───── Supplied material

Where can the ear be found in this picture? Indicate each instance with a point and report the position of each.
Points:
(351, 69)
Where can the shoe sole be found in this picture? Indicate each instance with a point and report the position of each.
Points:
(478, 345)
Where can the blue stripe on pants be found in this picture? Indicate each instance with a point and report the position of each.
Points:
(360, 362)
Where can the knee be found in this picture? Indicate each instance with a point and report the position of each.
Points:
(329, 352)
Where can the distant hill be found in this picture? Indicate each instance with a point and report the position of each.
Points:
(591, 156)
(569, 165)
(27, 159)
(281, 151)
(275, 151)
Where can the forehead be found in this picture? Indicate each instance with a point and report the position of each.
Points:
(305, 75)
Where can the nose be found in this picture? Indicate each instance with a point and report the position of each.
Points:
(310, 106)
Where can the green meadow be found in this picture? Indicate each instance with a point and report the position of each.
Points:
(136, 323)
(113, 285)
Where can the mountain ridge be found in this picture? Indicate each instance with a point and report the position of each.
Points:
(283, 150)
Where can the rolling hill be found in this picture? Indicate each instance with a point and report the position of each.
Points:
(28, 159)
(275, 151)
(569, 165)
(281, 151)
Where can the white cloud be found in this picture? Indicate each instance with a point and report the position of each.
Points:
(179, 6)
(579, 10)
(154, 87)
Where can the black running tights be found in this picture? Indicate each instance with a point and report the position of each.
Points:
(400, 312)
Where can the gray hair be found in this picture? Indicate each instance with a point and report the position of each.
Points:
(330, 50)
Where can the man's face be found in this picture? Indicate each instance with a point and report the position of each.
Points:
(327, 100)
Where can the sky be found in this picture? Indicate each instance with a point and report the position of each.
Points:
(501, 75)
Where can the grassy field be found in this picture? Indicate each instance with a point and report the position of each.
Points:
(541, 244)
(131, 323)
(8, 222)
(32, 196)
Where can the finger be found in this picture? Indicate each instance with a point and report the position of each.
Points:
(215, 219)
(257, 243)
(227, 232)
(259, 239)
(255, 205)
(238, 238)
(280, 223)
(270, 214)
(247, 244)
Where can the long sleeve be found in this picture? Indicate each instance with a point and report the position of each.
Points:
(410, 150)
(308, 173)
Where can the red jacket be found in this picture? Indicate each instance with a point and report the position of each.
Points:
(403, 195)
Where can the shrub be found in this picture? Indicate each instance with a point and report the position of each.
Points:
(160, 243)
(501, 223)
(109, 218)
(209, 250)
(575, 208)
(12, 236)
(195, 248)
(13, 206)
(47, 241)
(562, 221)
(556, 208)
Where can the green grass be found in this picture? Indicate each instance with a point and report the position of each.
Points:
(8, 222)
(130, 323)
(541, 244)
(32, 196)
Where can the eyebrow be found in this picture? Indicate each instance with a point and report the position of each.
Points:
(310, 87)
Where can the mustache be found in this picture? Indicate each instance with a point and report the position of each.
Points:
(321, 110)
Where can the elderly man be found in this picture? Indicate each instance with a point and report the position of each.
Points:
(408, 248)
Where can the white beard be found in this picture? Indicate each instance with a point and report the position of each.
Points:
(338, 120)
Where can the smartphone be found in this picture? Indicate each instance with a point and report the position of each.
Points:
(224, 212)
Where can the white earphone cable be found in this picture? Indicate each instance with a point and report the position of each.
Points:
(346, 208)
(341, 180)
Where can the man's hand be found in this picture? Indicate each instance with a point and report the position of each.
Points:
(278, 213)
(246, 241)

──────────
───── Supplied material

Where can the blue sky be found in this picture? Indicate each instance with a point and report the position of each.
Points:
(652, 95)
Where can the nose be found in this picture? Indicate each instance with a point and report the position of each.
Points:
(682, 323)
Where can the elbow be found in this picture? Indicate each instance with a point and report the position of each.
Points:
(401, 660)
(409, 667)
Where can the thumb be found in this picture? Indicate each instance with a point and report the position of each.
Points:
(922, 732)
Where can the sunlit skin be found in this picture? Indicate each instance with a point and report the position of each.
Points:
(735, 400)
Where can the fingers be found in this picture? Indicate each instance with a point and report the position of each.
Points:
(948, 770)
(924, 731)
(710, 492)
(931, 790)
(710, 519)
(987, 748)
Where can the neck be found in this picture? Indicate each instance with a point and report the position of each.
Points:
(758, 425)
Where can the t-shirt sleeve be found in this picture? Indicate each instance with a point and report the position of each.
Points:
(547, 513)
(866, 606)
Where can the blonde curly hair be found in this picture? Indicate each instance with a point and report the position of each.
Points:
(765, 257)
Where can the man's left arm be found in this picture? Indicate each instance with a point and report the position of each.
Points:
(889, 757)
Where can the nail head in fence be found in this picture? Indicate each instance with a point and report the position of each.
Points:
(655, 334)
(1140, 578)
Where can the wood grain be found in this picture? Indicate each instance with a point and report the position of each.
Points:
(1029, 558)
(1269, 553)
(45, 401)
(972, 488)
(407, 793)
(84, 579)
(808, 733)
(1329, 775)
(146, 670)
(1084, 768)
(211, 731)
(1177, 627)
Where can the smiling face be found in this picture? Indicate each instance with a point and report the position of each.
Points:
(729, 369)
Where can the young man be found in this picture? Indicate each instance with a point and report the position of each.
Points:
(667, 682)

──────────

** Your instructions **
State the number of lines in the data that include the string "hair", and add nothing else.

** Task output **
2